:: Your tasks ::
1. In the Pidio description, what happens when button 7 is held for a long press?
2. Write out the part of the Pidio description that opens with the words containing "button 1 (black)" and closes with "to conserve bandwidth.".

Pidio is a Raspberry Pi based wifi radio player featuring a blind-friendly pushbutton user interface. Below is the picture of the user interface.

front side of the button panel

To understand my thinking regarding this interface you have to know that I created this gadget for the grandmother of my girlfriend who is blind so I specifically designed the user interface to be blind-friendly. That's why I used a small number of tactile buttons with simple functionality.

Pushbutton feature matrix:

button short press long press (at least 2 seconds)
button 1 (black) load preset 1 save current station as preset 1
button 2 (black) load preset 2 save current station as preset 2
button 3 (black) load preset 3 save current station as preset 3
button 4 (black) load preset 4 save current station as preset 4
button 5 (black) load preset 5 save current station as preset 5
button 6 (white) previous station n/a
button 7 (white) next station stop / resume playback

I originally wanted to enable the user to shut down / power up the Pi but considering that the boot time is 93 seconds it would have provided a bad user experience. Also, the Pi only consumes 3W idle, and 3.4W when streaming. The stop / resume playback button is still useful to conserve bandwidth.

Building the hardware

A word of warning: Please do not buy a noname Chinese shit power supply! My first power supply died within weeks. The second didn't provide enough power to drive the wifi dongle. Buy a power supply from a known brand and you'll be fine.

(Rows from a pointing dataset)

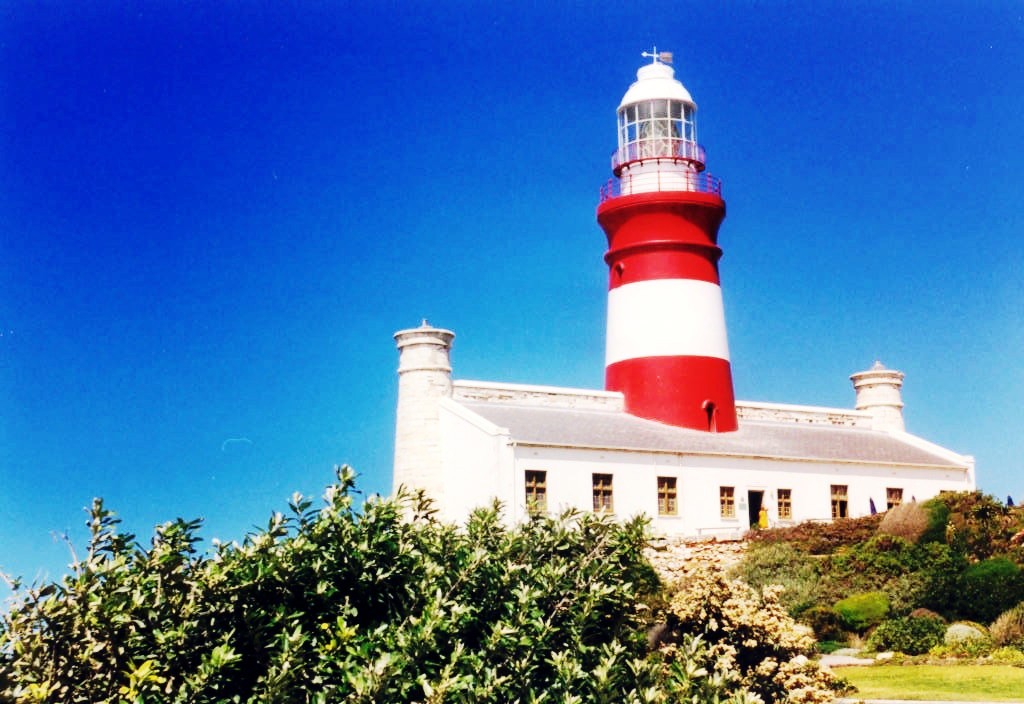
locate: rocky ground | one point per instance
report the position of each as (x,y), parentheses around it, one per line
(674,557)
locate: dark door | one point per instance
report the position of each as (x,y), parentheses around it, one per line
(754,501)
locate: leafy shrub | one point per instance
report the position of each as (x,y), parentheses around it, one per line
(989,587)
(822,538)
(824,622)
(966,639)
(1008,629)
(385,604)
(938,519)
(965,630)
(860,612)
(908,521)
(974,524)
(909,635)
(826,647)
(753,632)
(922,612)
(782,565)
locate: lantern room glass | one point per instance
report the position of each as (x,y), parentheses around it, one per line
(656,128)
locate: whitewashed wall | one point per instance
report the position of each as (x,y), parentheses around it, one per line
(635,485)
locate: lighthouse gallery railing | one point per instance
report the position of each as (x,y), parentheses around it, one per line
(674,180)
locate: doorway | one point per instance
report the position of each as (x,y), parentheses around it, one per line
(755,499)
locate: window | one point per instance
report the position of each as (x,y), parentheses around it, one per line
(537,492)
(727,501)
(785,504)
(893,497)
(841,501)
(602,493)
(667,504)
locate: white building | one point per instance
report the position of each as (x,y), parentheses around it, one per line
(666,439)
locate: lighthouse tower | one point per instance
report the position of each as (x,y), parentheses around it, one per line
(667,349)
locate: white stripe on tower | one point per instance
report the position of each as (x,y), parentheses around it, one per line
(667,317)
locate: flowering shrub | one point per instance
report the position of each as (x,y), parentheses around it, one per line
(752,633)
(387,605)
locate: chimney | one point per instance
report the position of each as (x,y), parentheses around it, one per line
(879,393)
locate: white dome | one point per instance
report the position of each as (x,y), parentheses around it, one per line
(655,81)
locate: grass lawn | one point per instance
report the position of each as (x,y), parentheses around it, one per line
(955,683)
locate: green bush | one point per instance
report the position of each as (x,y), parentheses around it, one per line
(381,604)
(1008,629)
(1008,656)
(908,521)
(781,564)
(966,639)
(908,635)
(822,538)
(824,622)
(976,525)
(989,587)
(861,611)
(938,519)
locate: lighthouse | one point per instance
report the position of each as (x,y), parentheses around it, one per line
(666,350)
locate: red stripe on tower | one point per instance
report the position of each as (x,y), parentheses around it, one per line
(667,349)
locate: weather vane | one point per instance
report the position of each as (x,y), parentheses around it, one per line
(655,55)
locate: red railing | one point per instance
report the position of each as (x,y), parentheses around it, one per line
(658,148)
(688,181)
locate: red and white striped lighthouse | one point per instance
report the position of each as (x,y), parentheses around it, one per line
(667,348)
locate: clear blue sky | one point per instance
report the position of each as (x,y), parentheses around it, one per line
(213,216)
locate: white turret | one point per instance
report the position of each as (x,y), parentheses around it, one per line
(424,379)
(879,393)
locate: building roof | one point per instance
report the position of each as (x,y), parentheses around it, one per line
(615,430)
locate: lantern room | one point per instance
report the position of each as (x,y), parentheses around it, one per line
(657,120)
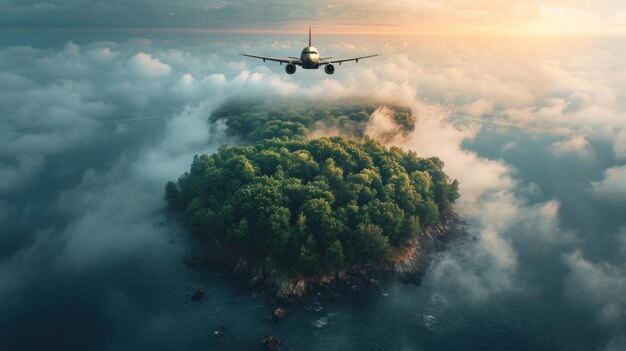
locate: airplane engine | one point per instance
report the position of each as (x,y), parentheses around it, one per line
(329,68)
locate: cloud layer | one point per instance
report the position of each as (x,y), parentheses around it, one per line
(92,131)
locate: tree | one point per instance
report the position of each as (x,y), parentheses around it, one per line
(310,206)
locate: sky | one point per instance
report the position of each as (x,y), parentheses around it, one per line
(102,102)
(369,16)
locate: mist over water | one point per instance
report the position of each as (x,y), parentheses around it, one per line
(94,124)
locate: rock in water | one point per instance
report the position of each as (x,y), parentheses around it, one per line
(271,343)
(198,294)
(279,314)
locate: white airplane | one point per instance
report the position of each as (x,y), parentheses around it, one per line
(309,59)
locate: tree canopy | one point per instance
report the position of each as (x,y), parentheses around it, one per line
(309,206)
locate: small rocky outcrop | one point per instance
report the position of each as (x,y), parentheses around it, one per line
(199,294)
(271,343)
(279,313)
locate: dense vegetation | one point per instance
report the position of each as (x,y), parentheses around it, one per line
(257,120)
(309,206)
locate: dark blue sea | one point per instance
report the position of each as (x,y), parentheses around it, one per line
(89,259)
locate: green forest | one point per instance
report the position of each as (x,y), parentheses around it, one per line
(309,206)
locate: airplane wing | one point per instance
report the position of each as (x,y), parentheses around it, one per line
(339,61)
(275,59)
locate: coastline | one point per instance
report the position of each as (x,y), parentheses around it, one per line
(407,264)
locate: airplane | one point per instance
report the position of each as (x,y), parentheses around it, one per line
(309,59)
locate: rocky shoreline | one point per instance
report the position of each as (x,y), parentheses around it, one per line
(408,264)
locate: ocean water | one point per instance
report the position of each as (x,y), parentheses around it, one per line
(62,288)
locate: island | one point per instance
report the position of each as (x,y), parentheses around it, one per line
(294,213)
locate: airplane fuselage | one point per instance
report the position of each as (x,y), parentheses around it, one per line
(310,58)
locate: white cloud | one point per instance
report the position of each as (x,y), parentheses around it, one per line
(577,145)
(613,184)
(619,145)
(147,66)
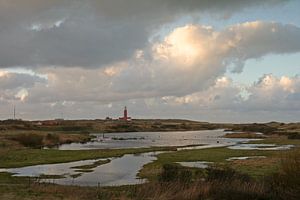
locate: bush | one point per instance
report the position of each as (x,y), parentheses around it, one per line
(225,174)
(173,173)
(285,184)
(294,136)
(169,173)
(54,138)
(30,140)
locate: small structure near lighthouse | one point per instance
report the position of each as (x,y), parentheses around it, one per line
(125,117)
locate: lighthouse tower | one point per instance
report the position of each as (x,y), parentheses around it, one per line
(125,117)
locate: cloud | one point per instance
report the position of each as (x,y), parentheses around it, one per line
(15,86)
(192,57)
(91,33)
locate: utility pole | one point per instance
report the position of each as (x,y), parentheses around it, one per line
(14,112)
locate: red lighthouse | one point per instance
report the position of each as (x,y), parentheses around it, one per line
(125,117)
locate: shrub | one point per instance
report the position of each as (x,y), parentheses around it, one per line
(285,184)
(30,140)
(169,173)
(54,138)
(173,173)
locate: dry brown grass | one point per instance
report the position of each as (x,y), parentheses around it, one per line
(244,135)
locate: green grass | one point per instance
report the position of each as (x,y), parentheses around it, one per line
(216,155)
(278,141)
(91,166)
(28,157)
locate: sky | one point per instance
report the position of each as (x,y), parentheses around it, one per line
(216,61)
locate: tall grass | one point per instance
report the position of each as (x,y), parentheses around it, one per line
(29,140)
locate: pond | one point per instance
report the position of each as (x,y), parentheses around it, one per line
(119,171)
(123,170)
(151,139)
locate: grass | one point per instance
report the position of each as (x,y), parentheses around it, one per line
(28,157)
(278,141)
(91,166)
(216,155)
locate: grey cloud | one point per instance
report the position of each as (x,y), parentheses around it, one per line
(94,32)
(12,81)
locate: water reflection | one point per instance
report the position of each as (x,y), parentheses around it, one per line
(120,171)
(150,139)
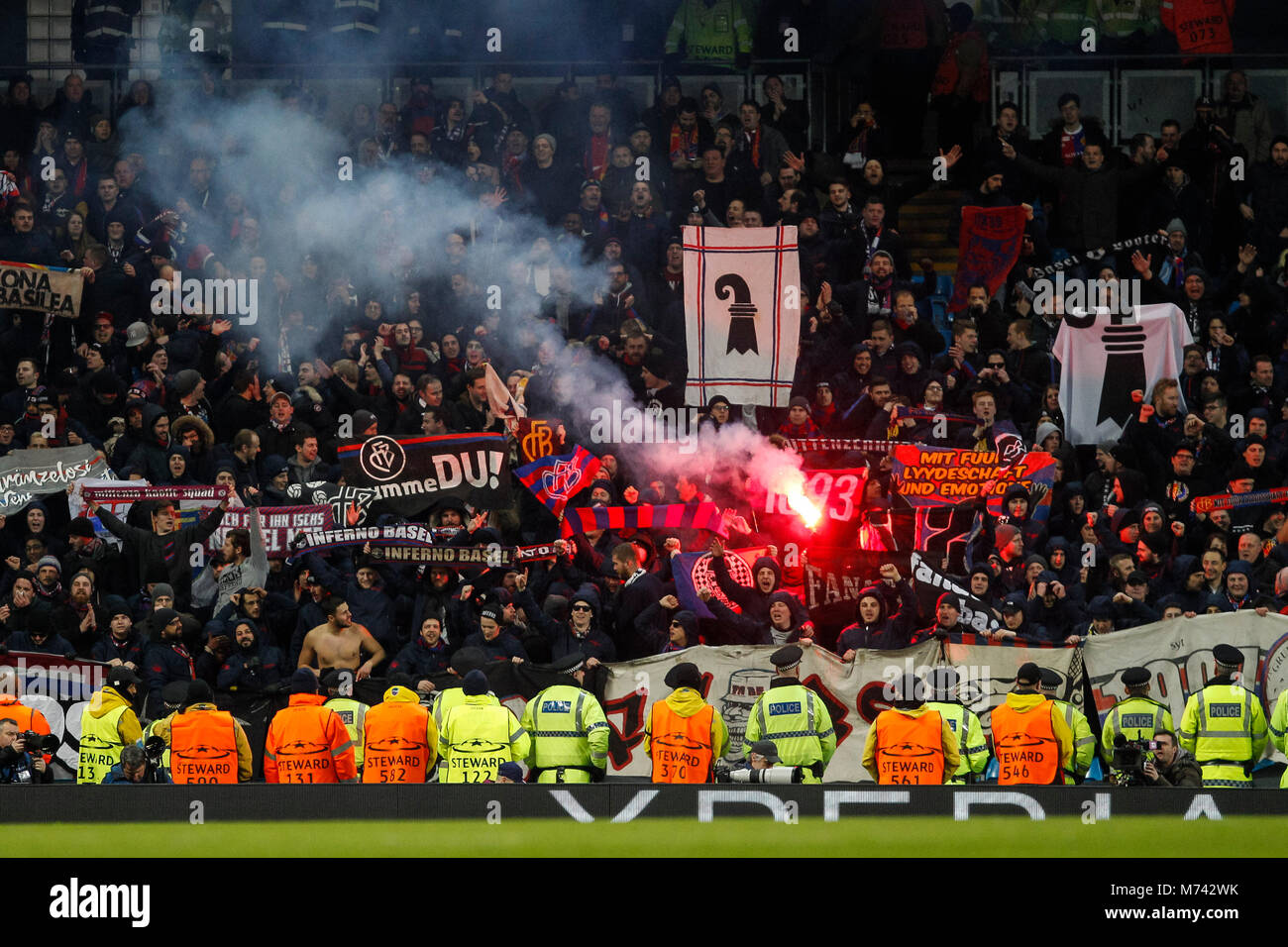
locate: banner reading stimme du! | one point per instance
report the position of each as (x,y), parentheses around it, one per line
(40,289)
(412,474)
(27,474)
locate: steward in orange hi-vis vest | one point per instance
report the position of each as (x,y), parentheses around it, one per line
(911,745)
(308,742)
(400,738)
(684,735)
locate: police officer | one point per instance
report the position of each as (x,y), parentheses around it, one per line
(338,684)
(568,728)
(910,744)
(1083,741)
(108,724)
(1031,741)
(308,742)
(684,736)
(1224,725)
(400,738)
(206,745)
(1136,716)
(971,746)
(794,716)
(478,736)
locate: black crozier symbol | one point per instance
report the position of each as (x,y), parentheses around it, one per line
(742,313)
(1125,371)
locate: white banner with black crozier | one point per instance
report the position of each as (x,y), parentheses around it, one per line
(1106,356)
(742,313)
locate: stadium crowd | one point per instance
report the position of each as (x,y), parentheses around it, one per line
(588,261)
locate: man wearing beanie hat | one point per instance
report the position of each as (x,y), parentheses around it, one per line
(1030,740)
(206,744)
(399,738)
(307,741)
(568,729)
(108,724)
(911,744)
(794,716)
(121,644)
(1224,724)
(493,639)
(684,736)
(478,735)
(580,634)
(948,611)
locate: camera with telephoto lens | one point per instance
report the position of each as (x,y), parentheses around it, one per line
(39,744)
(1128,761)
(154,749)
(778,776)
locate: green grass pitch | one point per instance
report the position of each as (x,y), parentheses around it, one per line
(900,836)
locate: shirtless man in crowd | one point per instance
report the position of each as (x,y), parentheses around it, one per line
(340,643)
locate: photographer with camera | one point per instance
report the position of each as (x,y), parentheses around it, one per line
(1172,764)
(140,764)
(22,754)
(764,766)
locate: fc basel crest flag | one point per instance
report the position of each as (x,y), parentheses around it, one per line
(742,313)
(557,479)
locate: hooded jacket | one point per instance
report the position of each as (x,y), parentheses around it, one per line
(561,635)
(892,629)
(684,701)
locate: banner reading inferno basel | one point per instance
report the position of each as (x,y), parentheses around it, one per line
(40,289)
(279,525)
(1177,654)
(410,474)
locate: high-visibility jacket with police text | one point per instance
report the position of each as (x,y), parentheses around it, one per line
(1225,728)
(971,746)
(570,735)
(798,720)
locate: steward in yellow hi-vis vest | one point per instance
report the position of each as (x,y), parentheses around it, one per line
(1083,741)
(568,729)
(911,745)
(1224,725)
(962,722)
(478,736)
(794,716)
(684,735)
(107,725)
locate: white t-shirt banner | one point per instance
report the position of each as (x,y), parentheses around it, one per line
(1106,356)
(742,313)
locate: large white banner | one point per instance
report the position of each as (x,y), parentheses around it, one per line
(742,313)
(853,692)
(1104,356)
(1179,656)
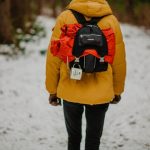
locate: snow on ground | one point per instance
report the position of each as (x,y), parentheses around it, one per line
(28,122)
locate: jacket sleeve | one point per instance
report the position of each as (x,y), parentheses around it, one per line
(52,62)
(119,64)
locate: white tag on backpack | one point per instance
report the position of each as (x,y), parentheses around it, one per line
(76,73)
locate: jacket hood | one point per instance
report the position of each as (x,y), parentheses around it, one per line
(91,8)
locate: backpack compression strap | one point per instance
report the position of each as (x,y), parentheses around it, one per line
(81,19)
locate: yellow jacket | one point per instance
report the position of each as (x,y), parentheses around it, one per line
(95,88)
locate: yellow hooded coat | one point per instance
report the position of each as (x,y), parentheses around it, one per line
(95,88)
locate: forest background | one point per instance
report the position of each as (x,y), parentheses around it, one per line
(18,16)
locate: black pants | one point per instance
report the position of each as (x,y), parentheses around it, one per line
(95,115)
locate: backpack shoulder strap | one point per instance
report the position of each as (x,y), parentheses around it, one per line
(80,18)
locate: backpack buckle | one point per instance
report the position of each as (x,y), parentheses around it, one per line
(102,60)
(77,60)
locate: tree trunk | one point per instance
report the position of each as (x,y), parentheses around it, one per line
(5,22)
(40,4)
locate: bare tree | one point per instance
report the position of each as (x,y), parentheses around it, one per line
(5,22)
(21,13)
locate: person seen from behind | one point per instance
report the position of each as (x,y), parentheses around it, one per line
(86,68)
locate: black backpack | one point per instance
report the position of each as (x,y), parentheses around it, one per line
(89,36)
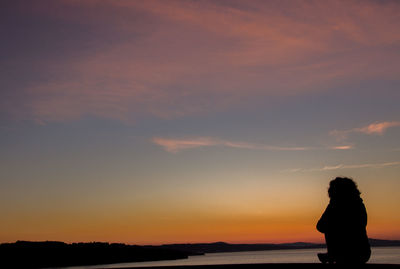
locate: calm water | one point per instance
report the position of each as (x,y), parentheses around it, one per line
(379,255)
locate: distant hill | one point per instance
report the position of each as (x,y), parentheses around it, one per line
(226,247)
(24,254)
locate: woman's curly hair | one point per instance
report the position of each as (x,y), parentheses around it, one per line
(343,188)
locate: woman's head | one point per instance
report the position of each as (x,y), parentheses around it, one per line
(343,188)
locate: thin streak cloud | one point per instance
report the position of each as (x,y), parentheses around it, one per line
(376,128)
(344,166)
(176,145)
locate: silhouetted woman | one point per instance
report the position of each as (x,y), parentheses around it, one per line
(344,224)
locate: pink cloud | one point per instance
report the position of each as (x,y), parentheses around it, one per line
(377,128)
(345,166)
(181,58)
(176,145)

:: Responses to the exercise ::
1. It stops or resumes playback.

2.
button 1 (black) load preset 1 save current station as preset 1
button 2 (black) load preset 2 save current station as preset 2
button 3 (black) load preset 3 save current station as preset 3
button 4 (black) load preset 4 save current station as preset 4
button 5 (black) load preset 5 save current station as preset 5
button 6 (white) previous station n/a
button 7 (white) next station stop / resume playback

I originally wanted to enable the user to shut down / power up the Pi but considering that the boot time is 93 seconds it would have provided a bad user experience. Also, the Pi only consumes 3W idle, and 3.4W when streaming. The stop / resume playback button is still useful to conserve bandwidth.